— What is expected —
Write out the full set of records below exactly.
-*-
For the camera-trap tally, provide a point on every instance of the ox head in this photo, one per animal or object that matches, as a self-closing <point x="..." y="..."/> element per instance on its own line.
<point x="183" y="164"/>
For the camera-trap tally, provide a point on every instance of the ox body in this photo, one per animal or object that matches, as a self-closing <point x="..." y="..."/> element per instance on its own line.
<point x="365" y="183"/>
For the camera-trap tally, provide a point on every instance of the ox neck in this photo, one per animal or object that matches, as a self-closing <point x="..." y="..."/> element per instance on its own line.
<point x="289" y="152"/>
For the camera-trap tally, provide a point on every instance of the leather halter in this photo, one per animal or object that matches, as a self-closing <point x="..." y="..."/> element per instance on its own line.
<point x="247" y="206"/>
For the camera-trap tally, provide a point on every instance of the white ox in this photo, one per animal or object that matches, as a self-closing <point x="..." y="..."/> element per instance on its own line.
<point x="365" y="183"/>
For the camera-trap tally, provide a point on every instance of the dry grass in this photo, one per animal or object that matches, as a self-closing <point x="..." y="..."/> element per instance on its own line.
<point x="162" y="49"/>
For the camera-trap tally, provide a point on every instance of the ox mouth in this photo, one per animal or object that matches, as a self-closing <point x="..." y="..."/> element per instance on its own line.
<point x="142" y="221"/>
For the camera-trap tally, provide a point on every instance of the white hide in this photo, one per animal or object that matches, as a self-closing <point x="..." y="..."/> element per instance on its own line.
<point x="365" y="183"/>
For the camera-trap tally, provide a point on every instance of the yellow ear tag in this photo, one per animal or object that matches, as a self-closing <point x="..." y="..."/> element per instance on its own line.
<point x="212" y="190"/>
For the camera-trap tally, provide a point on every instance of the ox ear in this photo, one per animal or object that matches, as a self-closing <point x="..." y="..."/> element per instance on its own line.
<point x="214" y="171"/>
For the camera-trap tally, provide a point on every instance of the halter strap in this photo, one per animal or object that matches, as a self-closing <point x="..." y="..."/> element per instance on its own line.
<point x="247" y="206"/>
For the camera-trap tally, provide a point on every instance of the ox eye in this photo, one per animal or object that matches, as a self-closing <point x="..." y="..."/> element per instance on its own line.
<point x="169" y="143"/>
-*-
— Full answer —
For the camera-trap tally, provide a point on every instance of the ox head in this photo, one per animal or object that matches, as a self-closing <point x="..." y="..."/> element per instance on its own line.
<point x="183" y="164"/>
For the camera-trap tally, provide a point on every instance of the ox body in this photo, one per animal or object that matches, as a self-closing <point x="..." y="..."/> element per instance on its own line.
<point x="365" y="183"/>
For the camera-trap tally, provide a point on every instance of the ox neck in this photo, one per animal or object that matches, as a self-closing <point x="..." y="..."/> element per instance on its own line.
<point x="289" y="152"/>
For the camera-trap tally, provide a point on every instance of the leather halter in this photo, one per animal or object that matches, as a self-closing <point x="..." y="..."/> element per instance on its own line.
<point x="247" y="206"/>
For the camera-trap tally, provide a point on every instance of the white ox in this photo, one per animal or object that matches, as a self-closing <point x="..." y="..."/> element per instance on its own line.
<point x="365" y="183"/>
For the camera-trap tally, provide a point on every instance of the dry grass in this photo, one per animal or object that matches, as a self-closing <point x="..." y="..."/> element per instance on its own line.
<point x="162" y="49"/>
For the camera-trap tally, provide a point on every instance of the ox mouth in this photo, one per animal or object that matches, as a self-closing <point x="..." y="..."/> element per instance on its own line.
<point x="142" y="221"/>
For the camera-trap tally, provide a point on every instance of the white hide in this photo, one per animal or object that matches, as a self-closing <point x="..." y="..."/> element per instance on its own line.
<point x="365" y="183"/>
For the camera-trap tally, provide a point on every instance of the yellow ear tag in this photo, one per animal or object that matches, as a self-closing <point x="..." y="..."/> element per instance on its own line.
<point x="212" y="190"/>
For the camera-trap tally, provide a point on every instance of the ox ear in this photo, one per animal or object that matches, as a self-closing <point x="..." y="..."/> element per instance on its own line.
<point x="214" y="171"/>
For the camera-trap tally, provide a point on every instance of the halter strap in this photo, one per animal or object that matches, as a self-closing <point x="..." y="..."/> element per instance on its own line.
<point x="247" y="206"/>
For the camera-trap tally, provide a point on every instance of the ox eye in this photo, one per animal or object that matches, as a self-closing <point x="..." y="..."/> element per instance on its own line.
<point x="169" y="143"/>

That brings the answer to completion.